◆ **Task objective**: Please rewrite the material from the line containing "[indicate] metal railing" through the end of the material, request lines included, scaling every coordinate in the answers by 2.55 and rounding each result to a whole number, with halves rounded up. Leave the numbers in the requests and their format samples unchanged.

◆ **Stored rows**:
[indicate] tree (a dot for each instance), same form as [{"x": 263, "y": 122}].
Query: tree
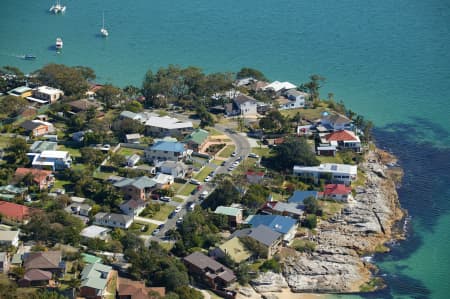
[
  {"x": 247, "y": 72},
  {"x": 293, "y": 151}
]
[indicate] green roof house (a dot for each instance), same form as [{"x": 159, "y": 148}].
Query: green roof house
[
  {"x": 94, "y": 280},
  {"x": 196, "y": 140}
]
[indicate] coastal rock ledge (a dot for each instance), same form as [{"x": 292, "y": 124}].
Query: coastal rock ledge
[{"x": 362, "y": 227}]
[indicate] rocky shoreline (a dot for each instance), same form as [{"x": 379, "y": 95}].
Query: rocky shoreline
[{"x": 363, "y": 227}]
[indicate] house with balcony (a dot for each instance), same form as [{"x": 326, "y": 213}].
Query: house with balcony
[
  {"x": 136, "y": 188},
  {"x": 166, "y": 151}
]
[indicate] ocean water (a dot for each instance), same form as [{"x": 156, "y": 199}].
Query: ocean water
[{"x": 387, "y": 59}]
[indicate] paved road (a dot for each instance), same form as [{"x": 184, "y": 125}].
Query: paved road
[{"x": 242, "y": 150}]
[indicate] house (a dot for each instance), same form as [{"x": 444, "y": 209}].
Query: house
[
  {"x": 4, "y": 262},
  {"x": 244, "y": 105},
  {"x": 14, "y": 213},
  {"x": 35, "y": 278},
  {"x": 37, "y": 127},
  {"x": 55, "y": 160},
  {"x": 293, "y": 210},
  {"x": 300, "y": 195},
  {"x": 284, "y": 225},
  {"x": 343, "y": 139},
  {"x": 39, "y": 146},
  {"x": 132, "y": 160},
  {"x": 136, "y": 188},
  {"x": 209, "y": 271},
  {"x": 133, "y": 138},
  {"x": 164, "y": 150},
  {"x": 45, "y": 260},
  {"x": 113, "y": 220},
  {"x": 77, "y": 208},
  {"x": 175, "y": 169},
  {"x": 335, "y": 173},
  {"x": 279, "y": 87},
  {"x": 83, "y": 105},
  {"x": 254, "y": 177},
  {"x": 46, "y": 95},
  {"x": 234, "y": 248},
  {"x": 234, "y": 214},
  {"x": 95, "y": 232},
  {"x": 131, "y": 289},
  {"x": 44, "y": 179},
  {"x": 335, "y": 122},
  {"x": 196, "y": 140},
  {"x": 9, "y": 238},
  {"x": 268, "y": 238},
  {"x": 94, "y": 280},
  {"x": 133, "y": 207},
  {"x": 162, "y": 180},
  {"x": 21, "y": 91},
  {"x": 339, "y": 192}
]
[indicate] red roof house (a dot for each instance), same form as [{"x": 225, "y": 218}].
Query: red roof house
[
  {"x": 43, "y": 178},
  {"x": 337, "y": 191},
  {"x": 14, "y": 213}
]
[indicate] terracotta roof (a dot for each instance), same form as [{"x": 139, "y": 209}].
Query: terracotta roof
[
  {"x": 343, "y": 135},
  {"x": 38, "y": 174},
  {"x": 14, "y": 211},
  {"x": 37, "y": 275},
  {"x": 338, "y": 189},
  {"x": 137, "y": 289},
  {"x": 43, "y": 260}
]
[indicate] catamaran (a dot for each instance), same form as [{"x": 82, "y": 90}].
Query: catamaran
[
  {"x": 103, "y": 31},
  {"x": 57, "y": 8},
  {"x": 59, "y": 44}
]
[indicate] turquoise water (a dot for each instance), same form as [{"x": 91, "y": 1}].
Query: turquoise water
[{"x": 387, "y": 59}]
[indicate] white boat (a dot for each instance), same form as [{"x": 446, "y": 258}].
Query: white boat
[
  {"x": 103, "y": 31},
  {"x": 59, "y": 43},
  {"x": 57, "y": 8}
]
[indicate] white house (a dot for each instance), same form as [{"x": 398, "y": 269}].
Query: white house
[
  {"x": 335, "y": 122},
  {"x": 340, "y": 173},
  {"x": 48, "y": 95},
  {"x": 133, "y": 207},
  {"x": 113, "y": 220},
  {"x": 56, "y": 160},
  {"x": 294, "y": 99},
  {"x": 245, "y": 105},
  {"x": 9, "y": 237},
  {"x": 95, "y": 232},
  {"x": 166, "y": 151}
]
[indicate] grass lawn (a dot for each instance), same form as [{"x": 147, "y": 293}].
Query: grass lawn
[
  {"x": 203, "y": 173},
  {"x": 310, "y": 114},
  {"x": 74, "y": 152},
  {"x": 187, "y": 189},
  {"x": 178, "y": 199},
  {"x": 227, "y": 151},
  {"x": 164, "y": 212},
  {"x": 129, "y": 151},
  {"x": 262, "y": 152}
]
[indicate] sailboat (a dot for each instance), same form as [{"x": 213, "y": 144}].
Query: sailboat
[
  {"x": 57, "y": 8},
  {"x": 103, "y": 31}
]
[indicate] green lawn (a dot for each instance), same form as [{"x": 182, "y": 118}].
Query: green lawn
[
  {"x": 164, "y": 212},
  {"x": 74, "y": 152},
  {"x": 187, "y": 189},
  {"x": 124, "y": 151},
  {"x": 203, "y": 173},
  {"x": 227, "y": 151}
]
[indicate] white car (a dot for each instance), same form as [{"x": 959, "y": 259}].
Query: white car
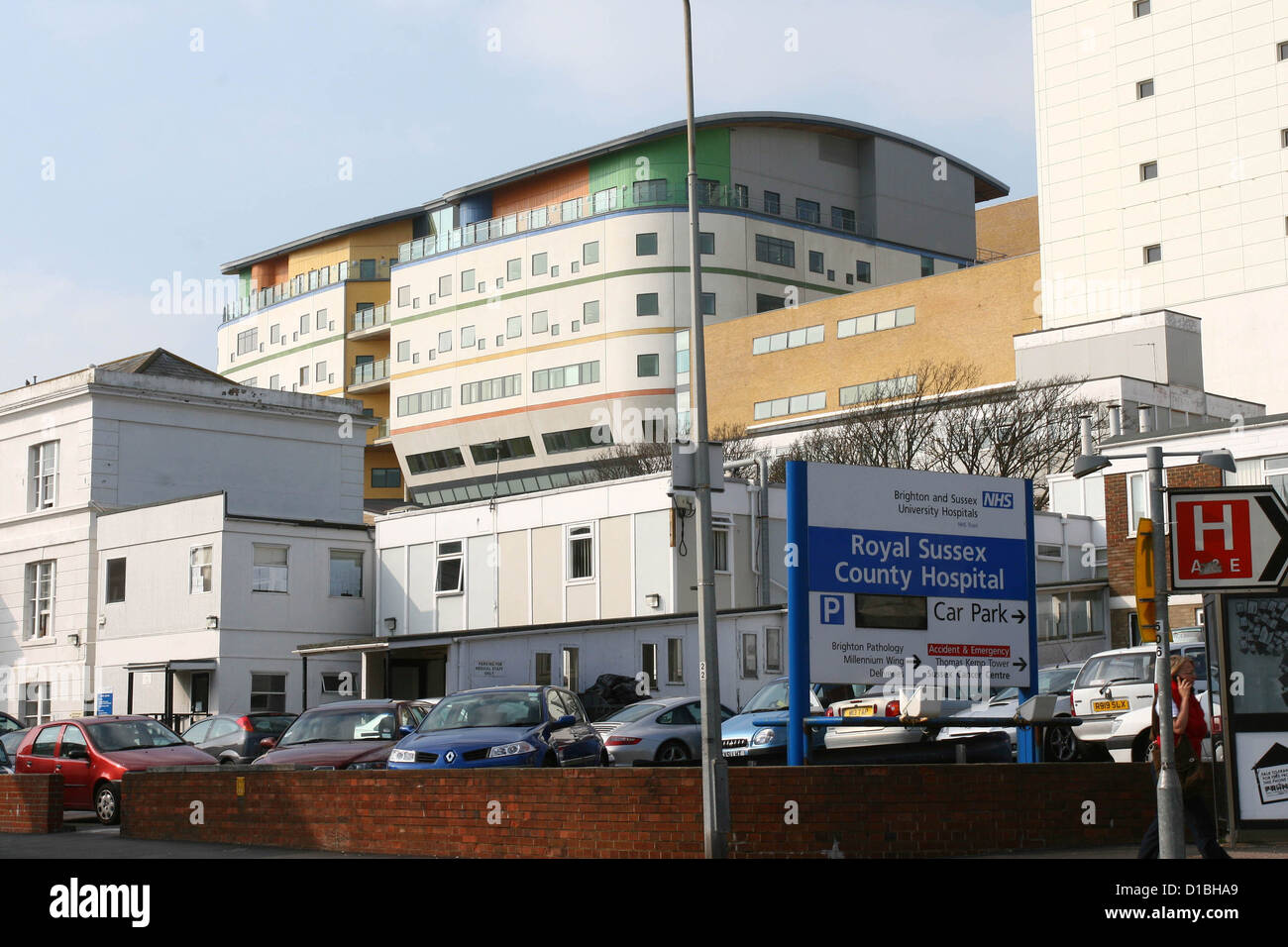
[{"x": 1116, "y": 684}]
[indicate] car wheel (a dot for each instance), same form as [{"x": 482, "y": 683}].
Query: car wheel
[
  {"x": 1061, "y": 746},
  {"x": 673, "y": 751},
  {"x": 107, "y": 804}
]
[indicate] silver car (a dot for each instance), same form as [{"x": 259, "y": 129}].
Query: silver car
[{"x": 656, "y": 731}]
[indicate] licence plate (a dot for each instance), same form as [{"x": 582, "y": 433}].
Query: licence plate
[{"x": 1104, "y": 706}]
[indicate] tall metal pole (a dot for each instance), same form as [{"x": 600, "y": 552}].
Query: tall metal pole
[
  {"x": 1171, "y": 822},
  {"x": 715, "y": 771}
]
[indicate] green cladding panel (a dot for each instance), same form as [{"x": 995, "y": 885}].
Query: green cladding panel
[{"x": 664, "y": 158}]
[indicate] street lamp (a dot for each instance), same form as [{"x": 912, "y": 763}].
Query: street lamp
[{"x": 1171, "y": 823}]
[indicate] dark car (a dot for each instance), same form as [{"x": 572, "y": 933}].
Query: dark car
[
  {"x": 94, "y": 753},
  {"x": 348, "y": 735},
  {"x": 526, "y": 725},
  {"x": 235, "y": 738}
]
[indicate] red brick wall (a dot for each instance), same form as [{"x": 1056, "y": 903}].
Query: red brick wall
[
  {"x": 649, "y": 813},
  {"x": 31, "y": 804}
]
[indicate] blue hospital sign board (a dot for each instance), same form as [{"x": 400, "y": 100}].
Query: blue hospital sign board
[{"x": 907, "y": 570}]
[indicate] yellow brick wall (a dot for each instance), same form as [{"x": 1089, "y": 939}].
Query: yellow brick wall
[{"x": 967, "y": 316}]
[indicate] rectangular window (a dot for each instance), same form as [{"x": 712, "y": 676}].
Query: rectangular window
[
  {"x": 39, "y": 607},
  {"x": 450, "y": 578},
  {"x": 43, "y": 483},
  {"x": 270, "y": 571},
  {"x": 674, "y": 660},
  {"x": 115, "y": 579},
  {"x": 581, "y": 552},
  {"x": 346, "y": 574},
  {"x": 781, "y": 253},
  {"x": 268, "y": 692},
  {"x": 200, "y": 570}
]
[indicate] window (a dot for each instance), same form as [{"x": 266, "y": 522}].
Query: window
[
  {"x": 674, "y": 660},
  {"x": 450, "y": 577},
  {"x": 270, "y": 569},
  {"x": 200, "y": 570},
  {"x": 649, "y": 191},
  {"x": 39, "y": 605},
  {"x": 346, "y": 574},
  {"x": 773, "y": 650},
  {"x": 781, "y": 253},
  {"x": 750, "y": 661},
  {"x": 581, "y": 552},
  {"x": 43, "y": 491},
  {"x": 648, "y": 663},
  {"x": 115, "y": 579},
  {"x": 385, "y": 476},
  {"x": 268, "y": 692}
]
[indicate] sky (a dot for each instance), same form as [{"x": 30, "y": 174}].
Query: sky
[{"x": 147, "y": 144}]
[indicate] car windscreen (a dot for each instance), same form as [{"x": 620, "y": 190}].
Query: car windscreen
[
  {"x": 335, "y": 725},
  {"x": 132, "y": 735},
  {"x": 494, "y": 709}
]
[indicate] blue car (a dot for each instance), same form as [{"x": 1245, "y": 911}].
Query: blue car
[{"x": 502, "y": 727}]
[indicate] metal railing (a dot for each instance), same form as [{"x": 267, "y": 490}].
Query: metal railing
[
  {"x": 307, "y": 282},
  {"x": 370, "y": 318},
  {"x": 372, "y": 371},
  {"x": 610, "y": 201}
]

◆ **Result of this task**:
[indicate] metal railing (a dot for each instance), same form as [{"x": 267, "y": 490}].
Query: metal railing
[
  {"x": 783, "y": 719},
  {"x": 944, "y": 811},
  {"x": 949, "y": 946},
  {"x": 1556, "y": 513}
]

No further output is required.